● ESTRATTO FORNITO

------------------------------------------------------------

Giorgia Cantini ha seguito le orme del padre ed è diventata
un’investigatrice privata. Sedici anni prima sua sorella
Ada, andata a Roma per sfondare come attrice, si è suicidata
senza un apparente motivo. Adesso Aldo, un amico comune, le
invia una scatola da scarpe con una serie di vhs in cui Ada
ha registrato tutti i suoi monologhi interiori. Ada parla di
un misterioso A. e per la prima volta Giorgia si troverà
ad indagare nella propria di vita. Per la prima volta, la realtà
non potrà essere vissuta con la freddezza di uno scatto
furtivo a due amanti. Per la prima volta Giorgia non potrà
dimenticare il “caso” una volta concluso. Sarà
con il suo di passato che si troverà a fare i conti,
con la sua memoria da pedinare, con la verità da immortalare.
Il flusso di coscienza che apparteneva alla pagina scritta,
nel film è stato giustamente trasformato in soggettive
ed è stato eliminato l’effetto voce-off fin troppo
abusato.

------------------------------------------------------------

● ESTRATTO DEI DATI
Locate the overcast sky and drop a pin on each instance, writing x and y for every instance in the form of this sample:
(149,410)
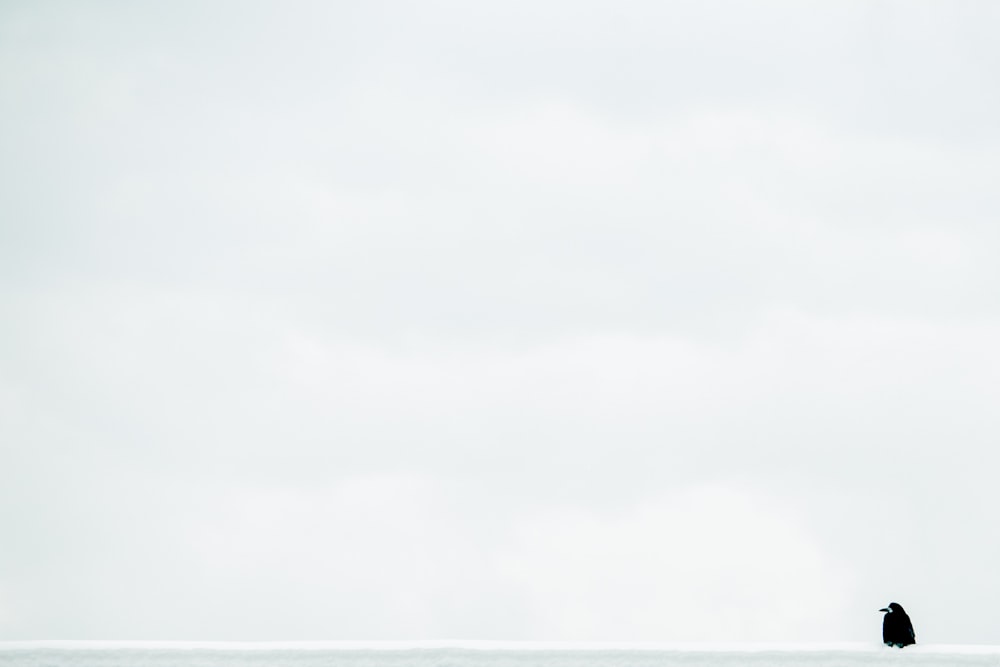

------------------------------------------------------------

● CONSEGNE
A. Nell'estratto fornito, che cosa riceve Giorgia da Aldo?
B. Riscrivi l'estratto fornito da "Giorgia Cantini ha" a "verità da immortalare.", mettendo "scatola di cartone" al posto di "scatola da scarpe".

● RISULTATI PER CONSEGNA
A. Una scatola da scarpe con una serie di vhs in cui Ada ha registrato tutti i suoi monologhi interiori.

B.
Giorgia Cantini ha seguito le orme del padre ed è diventata
un’investigatrice privata. Sedici anni prima sua sorella
Ada, andata a Roma per sfondare come attrice, si è suicidata
senza un apparente motivo. Adesso Aldo, un amico comune, le
invia una scatola di cartone con una serie di vhs in cui Ada
ha registrato tutti i suoi monologhi interiori. Ada parla di
un misterioso A. e per la prima volta Giorgia si troverà
ad indagare nella propria di vita. Per la prima volta, la realtà
non potrà essere vissuta con la freddezza di uno scatto
furtivo a due amanti. Per la prima volta Giorgia non potrà
dimenticare il “caso” una volta concluso. Sarà
con il suo di passato che si troverà a fare i conti,
con la sua memoria da pedinare, con la verità da immortalare.